* begin *

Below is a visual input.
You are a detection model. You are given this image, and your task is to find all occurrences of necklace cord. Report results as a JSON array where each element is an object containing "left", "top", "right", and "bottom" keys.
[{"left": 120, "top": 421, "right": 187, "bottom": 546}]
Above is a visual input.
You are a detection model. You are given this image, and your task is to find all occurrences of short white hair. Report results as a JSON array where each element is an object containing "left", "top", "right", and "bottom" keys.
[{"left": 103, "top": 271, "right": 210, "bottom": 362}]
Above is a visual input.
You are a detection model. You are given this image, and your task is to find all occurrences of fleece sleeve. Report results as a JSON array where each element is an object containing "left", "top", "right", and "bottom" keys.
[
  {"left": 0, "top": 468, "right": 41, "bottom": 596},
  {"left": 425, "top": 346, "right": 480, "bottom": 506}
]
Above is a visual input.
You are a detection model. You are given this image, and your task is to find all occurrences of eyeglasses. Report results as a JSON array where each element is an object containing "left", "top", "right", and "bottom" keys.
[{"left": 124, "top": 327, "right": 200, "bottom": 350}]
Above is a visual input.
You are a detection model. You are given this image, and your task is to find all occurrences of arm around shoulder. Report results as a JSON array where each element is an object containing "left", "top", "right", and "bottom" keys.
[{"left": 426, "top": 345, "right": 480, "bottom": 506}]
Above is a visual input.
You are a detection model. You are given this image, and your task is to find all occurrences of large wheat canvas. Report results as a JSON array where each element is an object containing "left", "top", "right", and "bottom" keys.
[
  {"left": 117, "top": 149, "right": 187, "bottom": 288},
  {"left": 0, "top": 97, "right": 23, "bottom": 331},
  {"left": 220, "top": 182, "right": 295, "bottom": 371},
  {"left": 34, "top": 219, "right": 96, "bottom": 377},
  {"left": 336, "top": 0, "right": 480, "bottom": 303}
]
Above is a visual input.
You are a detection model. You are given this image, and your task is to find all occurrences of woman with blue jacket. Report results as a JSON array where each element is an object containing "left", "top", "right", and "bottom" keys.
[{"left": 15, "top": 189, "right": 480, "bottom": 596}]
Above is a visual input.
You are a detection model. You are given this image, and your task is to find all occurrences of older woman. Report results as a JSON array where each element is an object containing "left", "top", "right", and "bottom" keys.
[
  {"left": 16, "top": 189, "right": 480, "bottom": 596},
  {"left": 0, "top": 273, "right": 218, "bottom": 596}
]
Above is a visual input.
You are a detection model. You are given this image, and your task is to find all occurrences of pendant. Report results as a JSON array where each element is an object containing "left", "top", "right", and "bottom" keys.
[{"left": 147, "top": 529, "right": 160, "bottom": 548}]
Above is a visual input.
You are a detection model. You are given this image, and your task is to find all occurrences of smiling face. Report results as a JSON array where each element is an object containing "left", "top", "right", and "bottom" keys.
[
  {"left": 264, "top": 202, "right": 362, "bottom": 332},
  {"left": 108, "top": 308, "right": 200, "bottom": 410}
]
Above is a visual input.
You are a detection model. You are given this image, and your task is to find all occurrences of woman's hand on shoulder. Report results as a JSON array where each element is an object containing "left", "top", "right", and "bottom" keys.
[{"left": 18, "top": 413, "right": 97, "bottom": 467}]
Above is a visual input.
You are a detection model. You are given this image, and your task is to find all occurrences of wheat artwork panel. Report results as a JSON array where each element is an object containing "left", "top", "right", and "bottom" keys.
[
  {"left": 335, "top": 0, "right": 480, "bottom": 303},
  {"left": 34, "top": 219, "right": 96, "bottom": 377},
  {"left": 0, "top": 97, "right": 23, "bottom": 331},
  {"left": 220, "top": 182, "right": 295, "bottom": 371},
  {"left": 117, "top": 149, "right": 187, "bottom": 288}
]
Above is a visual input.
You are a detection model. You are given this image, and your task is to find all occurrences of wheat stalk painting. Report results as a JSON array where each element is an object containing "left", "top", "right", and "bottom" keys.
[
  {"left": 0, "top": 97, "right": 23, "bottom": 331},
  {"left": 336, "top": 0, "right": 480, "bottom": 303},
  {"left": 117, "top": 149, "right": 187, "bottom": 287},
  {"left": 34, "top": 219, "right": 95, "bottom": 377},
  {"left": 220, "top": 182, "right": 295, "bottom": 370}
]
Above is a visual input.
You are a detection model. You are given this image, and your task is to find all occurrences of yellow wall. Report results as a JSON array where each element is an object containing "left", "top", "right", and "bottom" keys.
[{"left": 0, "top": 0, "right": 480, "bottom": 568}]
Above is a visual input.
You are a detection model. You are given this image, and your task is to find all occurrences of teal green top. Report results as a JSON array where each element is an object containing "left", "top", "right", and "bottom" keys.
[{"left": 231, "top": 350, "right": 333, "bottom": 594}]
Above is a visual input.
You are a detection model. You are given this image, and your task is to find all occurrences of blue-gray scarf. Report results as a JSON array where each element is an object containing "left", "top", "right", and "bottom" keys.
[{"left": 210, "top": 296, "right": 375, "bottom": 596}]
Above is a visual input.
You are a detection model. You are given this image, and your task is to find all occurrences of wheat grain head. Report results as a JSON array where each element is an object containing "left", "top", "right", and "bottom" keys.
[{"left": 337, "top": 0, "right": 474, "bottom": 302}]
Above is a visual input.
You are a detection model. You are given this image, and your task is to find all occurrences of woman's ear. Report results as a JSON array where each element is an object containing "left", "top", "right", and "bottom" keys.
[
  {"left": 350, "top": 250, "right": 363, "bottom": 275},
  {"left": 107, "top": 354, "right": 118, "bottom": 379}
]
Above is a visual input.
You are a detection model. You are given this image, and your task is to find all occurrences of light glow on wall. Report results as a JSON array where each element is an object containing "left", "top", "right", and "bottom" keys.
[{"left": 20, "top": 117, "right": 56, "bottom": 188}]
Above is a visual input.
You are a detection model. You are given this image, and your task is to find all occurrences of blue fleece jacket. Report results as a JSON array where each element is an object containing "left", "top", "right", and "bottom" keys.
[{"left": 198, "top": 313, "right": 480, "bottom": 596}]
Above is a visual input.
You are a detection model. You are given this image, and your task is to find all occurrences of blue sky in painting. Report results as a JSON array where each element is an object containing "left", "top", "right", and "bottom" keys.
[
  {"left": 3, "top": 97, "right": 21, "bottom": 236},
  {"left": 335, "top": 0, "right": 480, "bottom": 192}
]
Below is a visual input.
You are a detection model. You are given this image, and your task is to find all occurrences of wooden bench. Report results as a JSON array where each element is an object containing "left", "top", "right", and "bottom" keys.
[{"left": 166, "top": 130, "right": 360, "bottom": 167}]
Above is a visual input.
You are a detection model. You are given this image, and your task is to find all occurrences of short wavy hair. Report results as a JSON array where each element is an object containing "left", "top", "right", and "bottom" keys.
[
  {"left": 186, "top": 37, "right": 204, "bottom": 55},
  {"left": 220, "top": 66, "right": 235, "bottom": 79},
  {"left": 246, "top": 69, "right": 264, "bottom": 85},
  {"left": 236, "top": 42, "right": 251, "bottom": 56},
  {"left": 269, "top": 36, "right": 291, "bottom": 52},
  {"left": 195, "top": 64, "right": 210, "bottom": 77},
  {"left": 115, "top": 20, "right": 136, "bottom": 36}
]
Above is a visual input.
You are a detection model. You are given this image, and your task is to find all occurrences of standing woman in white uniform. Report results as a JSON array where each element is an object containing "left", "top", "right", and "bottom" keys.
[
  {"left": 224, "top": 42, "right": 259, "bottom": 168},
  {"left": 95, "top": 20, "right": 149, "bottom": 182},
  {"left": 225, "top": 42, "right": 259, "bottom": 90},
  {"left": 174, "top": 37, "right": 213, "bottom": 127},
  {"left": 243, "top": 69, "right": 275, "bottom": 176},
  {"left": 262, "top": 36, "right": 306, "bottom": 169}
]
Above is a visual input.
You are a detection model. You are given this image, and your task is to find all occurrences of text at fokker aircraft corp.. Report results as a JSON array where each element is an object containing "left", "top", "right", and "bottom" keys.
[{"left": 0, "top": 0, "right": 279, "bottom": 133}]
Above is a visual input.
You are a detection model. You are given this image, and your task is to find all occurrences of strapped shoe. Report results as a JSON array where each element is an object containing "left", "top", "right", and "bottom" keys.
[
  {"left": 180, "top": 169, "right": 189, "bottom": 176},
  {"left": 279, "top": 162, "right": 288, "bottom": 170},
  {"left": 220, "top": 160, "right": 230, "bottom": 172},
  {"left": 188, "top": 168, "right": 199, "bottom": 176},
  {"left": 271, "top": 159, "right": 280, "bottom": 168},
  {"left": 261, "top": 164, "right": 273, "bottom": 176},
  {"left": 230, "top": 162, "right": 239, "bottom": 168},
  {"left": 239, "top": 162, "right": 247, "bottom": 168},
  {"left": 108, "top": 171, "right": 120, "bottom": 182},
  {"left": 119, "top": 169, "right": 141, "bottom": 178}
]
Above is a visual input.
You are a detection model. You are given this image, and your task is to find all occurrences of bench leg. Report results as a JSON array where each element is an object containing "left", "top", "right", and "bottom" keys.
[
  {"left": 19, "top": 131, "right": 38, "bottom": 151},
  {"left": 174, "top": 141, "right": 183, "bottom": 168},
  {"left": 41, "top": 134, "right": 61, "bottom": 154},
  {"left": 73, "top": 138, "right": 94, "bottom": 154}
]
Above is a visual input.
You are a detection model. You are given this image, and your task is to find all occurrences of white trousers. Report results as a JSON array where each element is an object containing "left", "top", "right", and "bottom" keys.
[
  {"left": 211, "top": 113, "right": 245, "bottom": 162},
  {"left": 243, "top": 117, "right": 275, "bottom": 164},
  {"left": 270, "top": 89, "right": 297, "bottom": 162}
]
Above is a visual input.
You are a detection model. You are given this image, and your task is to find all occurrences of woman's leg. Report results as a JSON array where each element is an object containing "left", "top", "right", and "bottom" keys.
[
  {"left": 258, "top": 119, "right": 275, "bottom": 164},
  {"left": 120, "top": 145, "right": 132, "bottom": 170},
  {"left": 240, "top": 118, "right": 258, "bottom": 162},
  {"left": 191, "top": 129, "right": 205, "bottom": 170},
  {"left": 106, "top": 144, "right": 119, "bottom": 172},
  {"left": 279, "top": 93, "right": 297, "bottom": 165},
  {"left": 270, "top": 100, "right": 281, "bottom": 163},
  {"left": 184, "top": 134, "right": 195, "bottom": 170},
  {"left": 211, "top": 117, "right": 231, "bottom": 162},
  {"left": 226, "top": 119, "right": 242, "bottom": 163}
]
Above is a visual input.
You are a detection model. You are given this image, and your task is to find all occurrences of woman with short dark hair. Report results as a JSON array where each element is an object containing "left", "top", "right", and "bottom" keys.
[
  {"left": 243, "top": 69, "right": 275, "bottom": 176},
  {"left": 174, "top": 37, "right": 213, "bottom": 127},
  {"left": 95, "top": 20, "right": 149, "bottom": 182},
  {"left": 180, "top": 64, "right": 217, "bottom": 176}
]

* end *

What you will do: Show every line of the listing above that contains the word "fleece", copying each line in full.

Final answer:
You are a detection model. You are given this image, and your task is to find all occurrences of fleece sleeve. Report results as a JSON array where each element is an object containing "left", "top", "right", and "bottom" keys.
You are a detection model. You are given this image, and your task is to find all occurrences of blue fleece jacket. Report results as a JSON array where each element is an object containing "left", "top", "right", and "bottom" keys.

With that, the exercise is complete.